§ **Given records**
________________

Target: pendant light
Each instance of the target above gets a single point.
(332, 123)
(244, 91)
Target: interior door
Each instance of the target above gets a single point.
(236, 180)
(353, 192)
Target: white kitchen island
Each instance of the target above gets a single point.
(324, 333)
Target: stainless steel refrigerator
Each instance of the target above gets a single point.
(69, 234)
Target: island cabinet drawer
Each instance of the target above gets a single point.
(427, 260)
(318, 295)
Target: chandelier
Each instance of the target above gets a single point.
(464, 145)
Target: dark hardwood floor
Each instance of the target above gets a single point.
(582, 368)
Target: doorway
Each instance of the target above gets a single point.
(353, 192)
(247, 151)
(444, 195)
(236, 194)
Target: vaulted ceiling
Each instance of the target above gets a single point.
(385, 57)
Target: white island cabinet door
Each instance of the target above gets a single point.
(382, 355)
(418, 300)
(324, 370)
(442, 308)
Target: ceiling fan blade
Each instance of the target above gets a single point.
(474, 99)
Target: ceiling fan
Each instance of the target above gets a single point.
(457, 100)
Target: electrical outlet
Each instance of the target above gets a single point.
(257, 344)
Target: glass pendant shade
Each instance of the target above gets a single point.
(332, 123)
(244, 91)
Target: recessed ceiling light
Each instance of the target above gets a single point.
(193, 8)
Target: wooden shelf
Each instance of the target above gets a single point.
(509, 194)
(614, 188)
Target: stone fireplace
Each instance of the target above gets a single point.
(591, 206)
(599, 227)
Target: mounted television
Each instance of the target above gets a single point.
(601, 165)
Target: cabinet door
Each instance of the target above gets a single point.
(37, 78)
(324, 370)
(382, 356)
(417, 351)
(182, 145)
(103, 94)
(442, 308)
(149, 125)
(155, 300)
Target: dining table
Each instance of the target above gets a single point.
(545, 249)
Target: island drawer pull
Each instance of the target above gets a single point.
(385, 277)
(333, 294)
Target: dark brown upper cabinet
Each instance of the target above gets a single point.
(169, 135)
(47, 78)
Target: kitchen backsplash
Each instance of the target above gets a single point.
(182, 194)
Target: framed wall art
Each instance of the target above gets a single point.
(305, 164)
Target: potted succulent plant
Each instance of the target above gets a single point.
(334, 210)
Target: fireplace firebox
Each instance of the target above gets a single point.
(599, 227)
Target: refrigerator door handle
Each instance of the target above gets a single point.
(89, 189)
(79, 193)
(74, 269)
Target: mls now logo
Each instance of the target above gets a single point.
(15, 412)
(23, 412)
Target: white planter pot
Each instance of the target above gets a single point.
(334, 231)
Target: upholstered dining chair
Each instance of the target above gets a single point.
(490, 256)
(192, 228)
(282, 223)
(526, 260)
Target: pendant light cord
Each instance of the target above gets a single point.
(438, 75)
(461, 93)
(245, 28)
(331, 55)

________________

§ **Task description**
Reproduce the material above with each "single point" swapped for "single dot" and everything else unchanged.

§ **Expected output**
Target: pendant light
Each instance of the target above gets a single dot.
(332, 123)
(244, 91)
Target: interior door
Each instance of the target above gets a single dot.
(236, 180)
(353, 192)
Target: white kitchen island
Each instance of the target above gets a single dot.
(324, 333)
Target: stainless steel refrigerator
Each instance of the target above gets a single dot.
(69, 234)
Target: island cabinet drawer
Each instance of the target above gets a single dot.
(427, 260)
(318, 295)
Target: chandelier
Each instance of the target above gets a single dot.
(464, 145)
Target: dark hardwood floor
Each instance of the target above gets a single dot.
(582, 368)
Target: doorway
Each instance of the target above gets a single dot.
(353, 192)
(247, 151)
(444, 195)
(236, 194)
Target: vaulted ceiling
Each instance of the target above gets a single dot.
(385, 57)
Target: white island cabinet door
Each instance of the target above gets a single dot.
(382, 355)
(418, 300)
(324, 370)
(442, 308)
Target: ceiling fan blade
Each instance of the target above gets a single dot.
(474, 99)
Target: ceiling fan
Each instance of the target above gets a single dot.
(457, 100)
Target: electrical outlet
Each instance of the target above gets a single dot.
(257, 344)
Target: glass pendant shade
Each instance of the target above gets a single dot.
(332, 123)
(244, 91)
Target: recessed ceiling light
Each instance of the target above gets a single dot.
(193, 8)
Target: wooden shelf
Each instance of the target above gets a single dot.
(509, 194)
(614, 188)
Target: stone fireplace
Each instance of the target above gets a single dot.
(591, 206)
(599, 227)
Target: mounted television
Each instance of the target above gets a single dot.
(601, 165)
Target: cabinet door
Each instance of the target above gets a single dot.
(37, 78)
(324, 370)
(382, 356)
(417, 351)
(182, 145)
(103, 94)
(442, 308)
(149, 125)
(155, 300)
Target: dining table
Each instance of the target above gets a single dot.
(545, 249)
Target: island drawer pull
Each instance of the target above gets a single dot.
(385, 277)
(333, 294)
Target: dark brown upper cabinet
Each instance of the target above gets a single dot.
(169, 135)
(47, 78)
Target: kitchen backsplash
Each instance of the target above gets a single dot.
(182, 194)
Target: framed wall art
Each instance of the target above gets a single dot.
(305, 164)
Target: potted succulent plant
Each instance of the target above gets a single dot.
(334, 210)
Target: fireplace firebox
Each instance of the target above gets a single dot.
(599, 227)
Target: refrigerator door handle
Each instance of the target above gets a single dot.
(89, 189)
(79, 193)
(74, 269)
Target: mls now logo
Each instance of the target above gets a single dot.
(15, 412)
(23, 412)
Target: white planter pot
Each instance of the target above gets a single dot.
(334, 231)
Target: upholstered dining chair
Each instance of the target above gets a single dot.
(490, 256)
(192, 228)
(282, 223)
(526, 260)
Target: pendant light cord
Each instance of the target above gets a single dot.
(438, 75)
(461, 93)
(245, 28)
(331, 55)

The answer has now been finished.